------ Quoted passage
Align DMARCbis fields with actual XSD schema: testing, discovery_method, generator, human_result; handle namespaced XML

Co-authored-by: seanthegeek <44679+seanthegeek@users.noreply.github.com>
2026-05-10 22:15:25 +00:00 · 2026-02-20 20:40:37 +00:00
parent 39f2884acc
commit ac996a8edf
4 changed files with 81 additions and 21 deletions
@@ -74,6 +74,7 @@ text_report_regex = re.compile(r"\s*([a-zA-Z\s]+):\s(.+)", re.MULTILINE)
 MAGIC_ZIP = b"\x50\x4b\x03\x04"
 MAGIC_GZIP = b"\x1f\x8b"
 MAGIC_XML = b"\x3c\x3f\x78\x6d\x6c\x20"
+MAGIC_XML_TAG = b"\x3c"  # '<' - XML starting with an element tag (no declaration)
 MAGIC_JSON = b"\7b"

 EMAIL_SAMPLE_CONTENT_TYPES = (
@@ -415,6 +416,7 @@ def _parse_report_record(
                new_result["result"] = result["result"]
            else:
                new_result["result"] = "none"
+            new_result["human_result"] = result.get("human_result", None)
            new_record["auth_results"]["dkim"].append(new_result)

    if not isinstance(auth_results["spf"], list):
@@ -430,6 +432,7 @@ def _parse_report_record(
                new_result["result"] = result["result"]
            else:
                new_result["result"] = "none"
+            new_result["human_result"] = result.get("human_result", None)
            new_record["auth_results"]["spf"].append(new_result)

    if "envelope_from" not in new_record["identifiers"]:
@@ -782,6 +785,10 @@ def parse_aggregate_report_xml(
            else:
                errors = report["report_metadata"]["error"]
        new_report_metadata["errors"] = errors
+        generator = None
+        if "generator" in report_metadata:
+            generator = report_metadata["generator"]
+        new_report_metadata["generator"] = generator
        new_report["report_metadata"] = new_report_metadata
        records = []
        policy_published = report["policy_published"]
@@ -820,16 +827,16 @@ def parse_aggregate_report_xml(
            if policy_published["np"] is not None:
                np_ = policy_published["np"]
        new_policy_published["np"] = np_
-        psd = None
-        if "psd" in policy_published:
-            if policy_published["psd"] is not None:
-                psd = policy_published["psd"]
-        new_policy_published["psd"] = psd
-        t = None
-        if "t" in policy_published:
-            if policy_published["t"] is not None:
-                t = policy_published["t"]
-        new_policy_published["t"] = t
+        testing = None
+        if "testing" in policy_published:
+            if policy_published["testing"] is not None:
+                testing = policy_published["testing"]
+        new_policy_published["testing"] = testing
+        discovery_method = None
+        if "discovery_method" in policy_published:
+            if policy_published["discovery_method"] is not None:
+                discovery_method = policy_published["discovery_method"]
+        new_policy_published["discovery_method"] = discovery_method
        new_report["policy_published"] = new_policy_published

        if type(report["record"]) is list:
@@ -962,6 +969,7 @@ def extract_report(content: Union[bytes, str, BinaryIO]) -> str:
            )
------------
------ Data provided
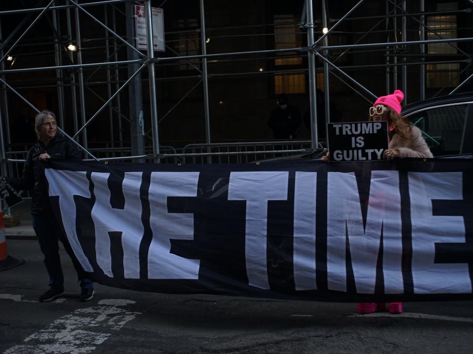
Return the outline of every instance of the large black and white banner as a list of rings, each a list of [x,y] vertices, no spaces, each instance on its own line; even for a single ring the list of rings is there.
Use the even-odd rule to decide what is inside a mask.
[[[472,299],[473,160],[178,166],[52,161],[91,277],[135,290]]]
------------
Please reproduce the part of the commit diff above between "Align DMARCbis fields" and "tag (no declaration)", inclusive, word for word.

** Solution for this task **
Align DMARCbis fields with actual XSD schema: testing, discovery_method, generator, human_result; handle namespaced XML

Co-authored-by: seanthegeek <44679+seanthegeek@users.noreply.github.com>
2026-05-10 22:15:25 +00:00 · 2026-02-20 20:40:37 +00:00
parent 39f2884acc
commit ac996a8edf
4 changed files with 81 additions and 21 deletions
@@ -74,6 +74,7 @@ text_report_regex = re.compile(r"\s*([a-zA-Z\s]+):\s(.+)", re.MULTILINE)
 MAGIC_ZIP = b"\x50\x4b\x03\x04"
 MAGIC_GZIP = b"\x1f\x8b"
 MAGIC_XML = b"\x3c\x3f\x78\x6d\x6c\x20"
+MAGIC_XML_TAG = b"\x3c"  # '<' - XML starting with an element tag (no declaration)